### Problem to solve
Repeat the entries below word for word, line by line, without changing anything.

### Exercise material
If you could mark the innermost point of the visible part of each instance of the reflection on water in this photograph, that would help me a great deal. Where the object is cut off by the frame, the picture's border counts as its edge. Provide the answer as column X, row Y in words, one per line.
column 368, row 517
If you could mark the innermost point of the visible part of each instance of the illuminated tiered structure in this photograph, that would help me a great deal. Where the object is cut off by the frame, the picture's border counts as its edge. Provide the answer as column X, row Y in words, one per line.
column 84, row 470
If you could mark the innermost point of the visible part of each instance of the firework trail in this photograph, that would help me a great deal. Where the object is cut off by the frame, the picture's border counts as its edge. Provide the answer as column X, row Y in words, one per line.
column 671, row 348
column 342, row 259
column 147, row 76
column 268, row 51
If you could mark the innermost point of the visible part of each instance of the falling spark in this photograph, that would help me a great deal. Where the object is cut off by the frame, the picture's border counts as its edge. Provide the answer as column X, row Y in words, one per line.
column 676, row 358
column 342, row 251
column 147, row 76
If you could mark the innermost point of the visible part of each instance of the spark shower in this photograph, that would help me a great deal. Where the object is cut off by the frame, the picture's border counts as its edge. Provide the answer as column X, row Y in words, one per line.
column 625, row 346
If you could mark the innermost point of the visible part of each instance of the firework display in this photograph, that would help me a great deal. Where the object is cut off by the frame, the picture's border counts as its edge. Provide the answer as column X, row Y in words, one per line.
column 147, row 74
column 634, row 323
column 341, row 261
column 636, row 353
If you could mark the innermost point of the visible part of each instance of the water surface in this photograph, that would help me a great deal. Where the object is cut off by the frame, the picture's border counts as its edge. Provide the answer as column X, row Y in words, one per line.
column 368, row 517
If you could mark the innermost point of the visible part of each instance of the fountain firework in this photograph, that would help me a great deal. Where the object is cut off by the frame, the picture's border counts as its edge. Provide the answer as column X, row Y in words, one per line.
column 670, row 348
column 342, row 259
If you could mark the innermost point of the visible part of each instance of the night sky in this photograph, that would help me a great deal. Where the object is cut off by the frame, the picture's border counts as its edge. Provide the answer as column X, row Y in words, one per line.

### Full response
If you could mark the innermost point of the visible part of each instance of the reflection on water in this photograph, that would help me a great deal. Where the object is cut off by the frame, the picture's border counts as its edge. Provide the answer as column X, row Y in words, one per line.
column 368, row 517
If you could mark the innermost point of the visible part of each instance of the illuminated tiered structure in this photograph, that would help me a great deal. Where the object is cut off by the frame, the picture's border counts as its edge. Provide the answer as column X, row Y in words, one per line.
column 84, row 470
If you could mark the innermost point of the visible part of each instance of the firework trail in this photograph, that would help me a great deal. Where the object is cut off by the frame, the picture's border counts as its edge. Provide the answer as column X, row Y in words, one per line.
column 671, row 348
column 342, row 259
column 147, row 76
column 268, row 51
If you could mark the innermost point of the visible part of each instance of the falling spark in this photograph, that would help me a great deal. Where the object is cut off by the frame, the picture's border counts as its edge. Provide the answer as column X, row Y in words, one per line.
column 676, row 358
column 342, row 251
column 147, row 76
If you could mark the innermost point of the visible part of each instance of the spark shower in this photograph, that would help me a great deal. Where the object is cut off by the frame, the picture's border counts as its edge. Provide the answer as column X, row Y in words, one per line.
column 625, row 346
If you could mark the innermost point of the visible part of each instance of the firework display in this photograph, that would help me a great deal. Where the object is cut off by the frame, the picture's border counts as its edge. Provide the answer as column X, row Y in words, one per line.
column 147, row 74
column 634, row 323
column 341, row 261
column 636, row 353
If you could mark the innermost point of the visible part of each instance of the water surface in this photograph, that would help me a great deal. Where the object is cut off by the frame, the picture's border counts as its edge. Provide the answer as column X, row Y in words, one per line.
column 368, row 517
If you could mark the innermost point of the visible part of each instance of the fountain firework in this photograph, that would help me a great deal. Where the object is cut off by the frame, the picture's border counts as its edge. Provide the answer as column X, row Y in words, one per line.
column 670, row 348
column 342, row 259
If you could mark the innermost point of the visible part of each instance of the night sky in this photograph, that would help me a great deal. Where the object is cut off by the frame, the picture's border counts as its edge. Provide the answer as column X, row Y in words, one per line.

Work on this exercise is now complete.